> _Stated exercise_
Please count the lines in the items below that contain the string "orange" and reply with the number alone.

> _Dataset rows_

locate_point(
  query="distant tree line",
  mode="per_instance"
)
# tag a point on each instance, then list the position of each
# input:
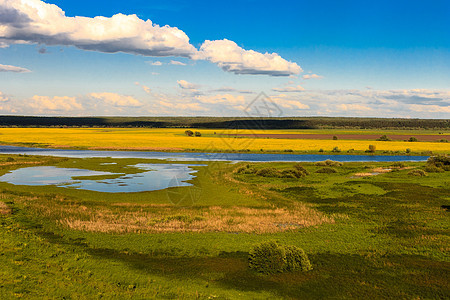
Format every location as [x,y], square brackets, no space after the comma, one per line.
[226,122]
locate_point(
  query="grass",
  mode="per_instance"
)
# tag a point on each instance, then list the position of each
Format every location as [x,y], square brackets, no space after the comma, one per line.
[383,236]
[168,139]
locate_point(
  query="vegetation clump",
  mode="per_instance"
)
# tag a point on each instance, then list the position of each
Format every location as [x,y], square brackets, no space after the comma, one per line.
[417,173]
[327,170]
[438,163]
[270,258]
[383,138]
[329,163]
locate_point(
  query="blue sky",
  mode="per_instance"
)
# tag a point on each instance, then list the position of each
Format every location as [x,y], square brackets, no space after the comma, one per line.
[312,58]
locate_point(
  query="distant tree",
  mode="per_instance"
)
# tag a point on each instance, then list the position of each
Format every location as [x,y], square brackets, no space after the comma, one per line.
[383,138]
[371,149]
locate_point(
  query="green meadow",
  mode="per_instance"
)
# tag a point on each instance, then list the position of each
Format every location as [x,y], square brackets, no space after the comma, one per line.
[367,236]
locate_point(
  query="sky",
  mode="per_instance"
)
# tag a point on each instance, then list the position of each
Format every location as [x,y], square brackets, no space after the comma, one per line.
[214,58]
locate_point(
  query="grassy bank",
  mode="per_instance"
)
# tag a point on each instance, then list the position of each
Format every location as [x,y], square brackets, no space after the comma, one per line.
[383,236]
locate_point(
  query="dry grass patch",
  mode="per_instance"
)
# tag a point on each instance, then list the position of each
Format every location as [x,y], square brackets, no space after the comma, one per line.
[4,209]
[129,218]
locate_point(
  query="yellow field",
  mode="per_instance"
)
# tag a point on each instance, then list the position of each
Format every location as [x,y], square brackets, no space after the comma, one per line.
[175,139]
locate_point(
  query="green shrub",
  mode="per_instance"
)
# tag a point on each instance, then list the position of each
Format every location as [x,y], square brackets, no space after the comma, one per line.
[417,173]
[296,259]
[291,173]
[434,169]
[267,258]
[398,164]
[247,169]
[327,170]
[329,163]
[270,258]
[268,172]
[300,168]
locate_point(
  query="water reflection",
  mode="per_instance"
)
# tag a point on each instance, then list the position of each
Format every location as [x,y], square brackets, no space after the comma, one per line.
[155,177]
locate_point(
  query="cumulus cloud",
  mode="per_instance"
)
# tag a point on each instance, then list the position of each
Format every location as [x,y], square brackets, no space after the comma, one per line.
[14,69]
[34,21]
[232,58]
[155,63]
[222,98]
[45,104]
[177,63]
[187,85]
[116,99]
[312,76]
[38,22]
[3,97]
[289,89]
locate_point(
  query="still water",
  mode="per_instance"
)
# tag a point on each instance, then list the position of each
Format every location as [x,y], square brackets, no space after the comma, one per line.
[154,177]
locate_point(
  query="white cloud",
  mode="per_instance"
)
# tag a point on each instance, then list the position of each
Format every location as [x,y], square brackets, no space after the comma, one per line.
[34,21]
[116,99]
[146,89]
[177,63]
[155,63]
[187,85]
[289,89]
[353,107]
[222,98]
[232,58]
[44,104]
[38,22]
[8,68]
[312,76]
[3,97]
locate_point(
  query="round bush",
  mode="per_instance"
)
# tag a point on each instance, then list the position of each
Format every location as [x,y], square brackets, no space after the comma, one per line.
[270,258]
[267,258]
[417,173]
[327,170]
[296,259]
[268,172]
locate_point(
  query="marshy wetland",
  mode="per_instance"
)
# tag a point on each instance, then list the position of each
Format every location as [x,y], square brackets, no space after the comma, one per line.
[381,236]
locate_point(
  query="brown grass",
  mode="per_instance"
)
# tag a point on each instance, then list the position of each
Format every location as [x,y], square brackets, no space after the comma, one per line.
[4,209]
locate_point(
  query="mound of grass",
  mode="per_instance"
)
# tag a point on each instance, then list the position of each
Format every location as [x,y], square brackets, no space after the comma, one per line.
[417,173]
[329,163]
[327,170]
[270,258]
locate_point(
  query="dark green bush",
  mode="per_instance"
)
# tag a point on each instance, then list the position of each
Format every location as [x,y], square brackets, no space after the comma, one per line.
[433,169]
[296,259]
[417,173]
[270,258]
[327,170]
[267,258]
[329,163]
[291,173]
[268,172]
[300,168]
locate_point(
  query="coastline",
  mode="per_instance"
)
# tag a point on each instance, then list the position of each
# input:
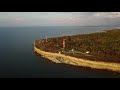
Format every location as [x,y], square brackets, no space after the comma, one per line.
[61,58]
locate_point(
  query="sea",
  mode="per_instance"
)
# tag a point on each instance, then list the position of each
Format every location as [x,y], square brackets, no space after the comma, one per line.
[17,59]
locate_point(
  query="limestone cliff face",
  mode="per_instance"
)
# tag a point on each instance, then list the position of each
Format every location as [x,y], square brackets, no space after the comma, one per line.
[61,58]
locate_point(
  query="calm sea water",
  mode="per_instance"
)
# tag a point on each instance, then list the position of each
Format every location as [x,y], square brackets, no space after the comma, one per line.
[17,59]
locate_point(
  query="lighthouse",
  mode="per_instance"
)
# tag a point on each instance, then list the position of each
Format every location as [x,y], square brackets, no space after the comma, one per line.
[46,38]
[63,43]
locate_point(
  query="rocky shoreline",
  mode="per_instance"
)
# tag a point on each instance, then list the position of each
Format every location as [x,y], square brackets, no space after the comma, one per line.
[61,58]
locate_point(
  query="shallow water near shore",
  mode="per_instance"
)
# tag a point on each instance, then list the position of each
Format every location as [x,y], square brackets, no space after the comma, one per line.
[17,59]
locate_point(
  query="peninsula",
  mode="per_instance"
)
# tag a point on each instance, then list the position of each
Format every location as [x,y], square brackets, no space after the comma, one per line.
[100,50]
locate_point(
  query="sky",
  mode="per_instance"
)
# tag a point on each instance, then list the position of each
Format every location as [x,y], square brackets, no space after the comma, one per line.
[59,18]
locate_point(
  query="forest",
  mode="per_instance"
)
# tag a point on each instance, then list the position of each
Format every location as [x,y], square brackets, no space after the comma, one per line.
[100,44]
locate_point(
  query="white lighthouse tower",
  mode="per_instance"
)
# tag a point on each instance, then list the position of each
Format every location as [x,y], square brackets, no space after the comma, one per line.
[46,38]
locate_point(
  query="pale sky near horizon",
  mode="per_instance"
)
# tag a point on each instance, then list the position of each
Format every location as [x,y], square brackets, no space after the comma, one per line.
[59,18]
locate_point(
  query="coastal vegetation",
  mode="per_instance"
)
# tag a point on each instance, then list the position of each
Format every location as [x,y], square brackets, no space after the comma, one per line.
[102,46]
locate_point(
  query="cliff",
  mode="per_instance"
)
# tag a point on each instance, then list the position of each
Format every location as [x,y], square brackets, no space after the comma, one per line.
[61,58]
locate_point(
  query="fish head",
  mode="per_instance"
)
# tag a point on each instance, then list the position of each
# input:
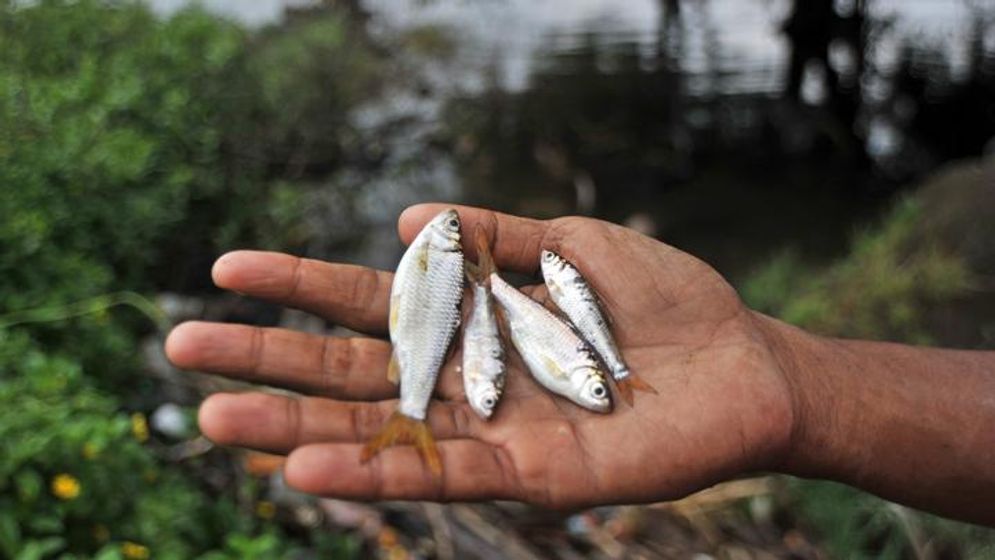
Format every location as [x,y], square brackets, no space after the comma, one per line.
[552,266]
[445,230]
[483,399]
[594,393]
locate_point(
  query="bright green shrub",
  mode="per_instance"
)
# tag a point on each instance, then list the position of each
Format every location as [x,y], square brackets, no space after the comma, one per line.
[76,478]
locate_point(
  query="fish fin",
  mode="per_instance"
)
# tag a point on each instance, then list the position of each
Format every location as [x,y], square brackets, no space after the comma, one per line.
[553,367]
[400,429]
[485,261]
[395,304]
[631,382]
[423,257]
[393,369]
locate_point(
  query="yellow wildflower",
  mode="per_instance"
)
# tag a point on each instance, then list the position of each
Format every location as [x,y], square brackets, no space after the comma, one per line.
[265,509]
[65,487]
[134,551]
[139,427]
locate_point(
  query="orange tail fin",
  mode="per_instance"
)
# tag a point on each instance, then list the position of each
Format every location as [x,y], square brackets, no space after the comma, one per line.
[631,382]
[399,430]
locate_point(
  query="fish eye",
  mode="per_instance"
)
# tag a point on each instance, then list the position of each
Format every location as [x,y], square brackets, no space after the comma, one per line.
[598,391]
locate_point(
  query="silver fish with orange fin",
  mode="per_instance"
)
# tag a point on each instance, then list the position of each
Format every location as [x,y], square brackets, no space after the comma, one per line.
[557,358]
[574,296]
[424,315]
[483,353]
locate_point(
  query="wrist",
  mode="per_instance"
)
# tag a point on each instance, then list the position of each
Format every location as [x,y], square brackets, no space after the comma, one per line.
[809,365]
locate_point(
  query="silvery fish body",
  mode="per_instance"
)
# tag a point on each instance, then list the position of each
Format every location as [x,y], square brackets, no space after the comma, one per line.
[556,356]
[574,296]
[424,310]
[483,354]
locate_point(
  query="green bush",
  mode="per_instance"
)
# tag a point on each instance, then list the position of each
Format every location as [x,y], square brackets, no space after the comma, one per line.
[119,166]
[76,479]
[880,290]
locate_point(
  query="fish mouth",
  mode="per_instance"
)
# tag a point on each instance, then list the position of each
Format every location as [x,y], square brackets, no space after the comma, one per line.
[448,223]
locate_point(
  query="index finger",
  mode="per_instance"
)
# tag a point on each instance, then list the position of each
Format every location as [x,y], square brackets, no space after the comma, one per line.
[352,296]
[515,241]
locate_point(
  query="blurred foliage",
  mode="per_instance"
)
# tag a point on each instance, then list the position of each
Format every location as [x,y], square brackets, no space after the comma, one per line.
[877,292]
[132,150]
[927,252]
[76,479]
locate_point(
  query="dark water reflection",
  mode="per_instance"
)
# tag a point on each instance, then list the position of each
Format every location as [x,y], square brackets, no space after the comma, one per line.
[730,129]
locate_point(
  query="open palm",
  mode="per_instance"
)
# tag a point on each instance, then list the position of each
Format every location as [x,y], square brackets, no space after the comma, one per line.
[723,406]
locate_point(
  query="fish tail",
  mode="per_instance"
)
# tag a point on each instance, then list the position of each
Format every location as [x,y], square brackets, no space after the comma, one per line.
[399,430]
[629,382]
[485,261]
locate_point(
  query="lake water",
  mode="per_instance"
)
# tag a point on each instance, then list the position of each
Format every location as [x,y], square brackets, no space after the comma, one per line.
[703,152]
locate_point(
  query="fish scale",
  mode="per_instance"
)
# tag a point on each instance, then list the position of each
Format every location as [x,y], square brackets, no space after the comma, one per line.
[574,296]
[423,318]
[430,299]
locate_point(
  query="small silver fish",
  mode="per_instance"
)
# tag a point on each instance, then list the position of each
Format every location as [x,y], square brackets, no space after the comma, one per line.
[424,316]
[483,353]
[556,356]
[574,296]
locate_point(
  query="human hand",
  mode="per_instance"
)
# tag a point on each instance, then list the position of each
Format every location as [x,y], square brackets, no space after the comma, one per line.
[723,405]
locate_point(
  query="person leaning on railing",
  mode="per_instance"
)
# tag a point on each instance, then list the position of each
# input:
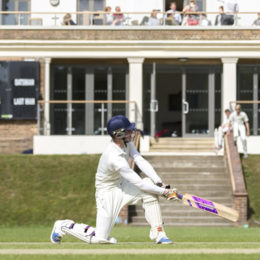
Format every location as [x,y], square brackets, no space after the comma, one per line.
[193,18]
[230,7]
[67,20]
[118,17]
[108,16]
[174,15]
[153,20]
[257,21]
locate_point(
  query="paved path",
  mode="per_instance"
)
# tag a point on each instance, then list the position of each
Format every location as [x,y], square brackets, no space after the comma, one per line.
[125,251]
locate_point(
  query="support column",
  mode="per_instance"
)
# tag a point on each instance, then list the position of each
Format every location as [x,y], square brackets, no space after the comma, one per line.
[136,91]
[47,126]
[89,107]
[229,83]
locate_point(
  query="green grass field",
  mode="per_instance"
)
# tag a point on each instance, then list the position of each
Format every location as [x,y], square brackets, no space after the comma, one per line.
[36,190]
[132,240]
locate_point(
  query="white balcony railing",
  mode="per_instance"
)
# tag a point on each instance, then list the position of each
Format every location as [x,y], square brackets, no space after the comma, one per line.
[156,18]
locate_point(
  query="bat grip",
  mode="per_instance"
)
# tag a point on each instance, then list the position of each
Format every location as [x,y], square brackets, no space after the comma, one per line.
[179,196]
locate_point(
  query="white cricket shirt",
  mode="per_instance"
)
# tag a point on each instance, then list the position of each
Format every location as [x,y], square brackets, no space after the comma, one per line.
[113,166]
[110,162]
[239,119]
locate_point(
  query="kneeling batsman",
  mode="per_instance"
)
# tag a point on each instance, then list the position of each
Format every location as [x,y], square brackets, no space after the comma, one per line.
[118,185]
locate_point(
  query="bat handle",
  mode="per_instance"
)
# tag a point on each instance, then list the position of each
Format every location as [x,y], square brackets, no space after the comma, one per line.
[179,196]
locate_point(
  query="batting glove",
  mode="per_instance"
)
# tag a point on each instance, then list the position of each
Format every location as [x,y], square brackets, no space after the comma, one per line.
[171,194]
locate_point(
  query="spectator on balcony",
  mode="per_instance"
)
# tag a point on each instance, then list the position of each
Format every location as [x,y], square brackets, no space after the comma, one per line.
[173,14]
[108,16]
[153,20]
[220,17]
[257,21]
[225,128]
[118,17]
[240,123]
[192,18]
[230,7]
[67,20]
[204,21]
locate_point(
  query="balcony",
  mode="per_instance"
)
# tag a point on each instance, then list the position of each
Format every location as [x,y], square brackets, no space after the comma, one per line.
[135,26]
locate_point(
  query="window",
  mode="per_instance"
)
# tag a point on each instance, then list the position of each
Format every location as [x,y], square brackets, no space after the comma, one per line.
[248,90]
[16,5]
[89,5]
[86,82]
[182,3]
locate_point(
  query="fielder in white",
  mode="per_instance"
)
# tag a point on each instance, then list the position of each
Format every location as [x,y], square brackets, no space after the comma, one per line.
[222,130]
[239,121]
[118,185]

> _Full solution_
2